** begin Entries supplied **
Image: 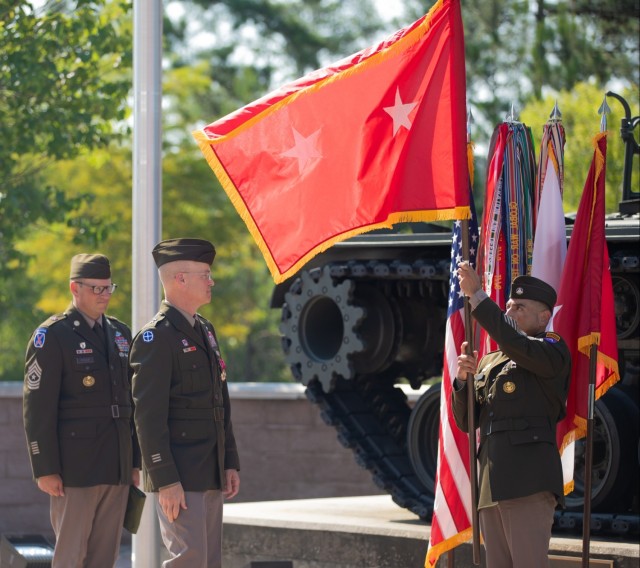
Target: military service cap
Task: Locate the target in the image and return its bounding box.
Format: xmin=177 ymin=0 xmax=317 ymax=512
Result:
xmin=509 ymin=276 xmax=557 ymax=310
xmin=69 ymin=254 xmax=111 ymax=280
xmin=152 ymin=238 xmax=216 ymax=268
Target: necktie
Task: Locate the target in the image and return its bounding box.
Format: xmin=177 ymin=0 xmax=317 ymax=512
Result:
xmin=93 ymin=323 xmax=107 ymax=348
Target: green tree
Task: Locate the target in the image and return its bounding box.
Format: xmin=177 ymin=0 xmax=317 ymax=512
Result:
xmin=0 ymin=0 xmax=131 ymax=378
xmin=396 ymin=0 xmax=640 ymax=134
xmin=521 ymin=83 xmax=640 ymax=213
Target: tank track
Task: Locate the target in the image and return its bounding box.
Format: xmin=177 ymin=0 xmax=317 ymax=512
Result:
xmin=280 ymin=256 xmax=640 ymax=539
xmin=306 ymin=377 xmax=434 ymax=519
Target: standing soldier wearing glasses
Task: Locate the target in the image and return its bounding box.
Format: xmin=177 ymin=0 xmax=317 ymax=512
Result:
xmin=23 ymin=254 xmax=140 ymax=568
xmin=130 ymin=239 xmax=240 ymax=568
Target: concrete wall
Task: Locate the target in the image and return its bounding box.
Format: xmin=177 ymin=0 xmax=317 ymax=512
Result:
xmin=0 ymin=383 xmax=404 ymax=536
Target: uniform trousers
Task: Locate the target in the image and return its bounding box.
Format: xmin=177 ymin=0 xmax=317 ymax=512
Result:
xmin=155 ymin=489 xmax=223 ymax=568
xmin=479 ymin=491 xmax=556 ymax=568
xmin=51 ymin=485 xmax=129 ymax=568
** end Entries supplied **
◆ Requirements ◆
Reproduce every row above word for word, leaving out the pictures.

◆ Complete output ◆
Image: 
Target: military service cap
Task: Locate the target in the image and return its bounding box.
Format: xmin=177 ymin=0 xmax=317 ymax=512
Result:
xmin=509 ymin=276 xmax=557 ymax=310
xmin=69 ymin=254 xmax=111 ymax=280
xmin=152 ymin=238 xmax=216 ymax=268
Target: necktie
Task: Locate the target in the image and return its bounding box.
Format: xmin=177 ymin=0 xmax=317 ymax=512
Result:
xmin=93 ymin=323 xmax=107 ymax=348
Target: green tree
Task: Locate the target in the image and return its bounding box.
Format: xmin=177 ymin=0 xmax=317 ymax=512
Result:
xmin=0 ymin=0 xmax=131 ymax=378
xmin=396 ymin=0 xmax=640 ymax=134
xmin=521 ymin=83 xmax=640 ymax=213
Target: tank track
Task: Locate the target in the image and return its bounding box.
Format: xmin=177 ymin=0 xmax=317 ymax=512
Result:
xmin=280 ymin=256 xmax=640 ymax=539
xmin=306 ymin=377 xmax=434 ymax=519
Target: standing soldier wearing glasses
Task: Locate the target in the image and return its bounding box.
Format: xmin=177 ymin=0 xmax=317 ymax=512
Result:
xmin=23 ymin=254 xmax=140 ymax=568
xmin=130 ymin=239 xmax=240 ymax=568
Target: concrete wall
Task: Locate the target in the image and return its bounding box.
Format: xmin=177 ymin=0 xmax=317 ymax=512
Result:
xmin=0 ymin=383 xmax=404 ymax=536
Target: uniform trousers
Task: Locate the target in the image and return its bounding box.
Format: xmin=177 ymin=0 xmax=317 ymax=512
Result:
xmin=155 ymin=489 xmax=223 ymax=568
xmin=479 ymin=491 xmax=556 ymax=568
xmin=51 ymin=485 xmax=129 ymax=568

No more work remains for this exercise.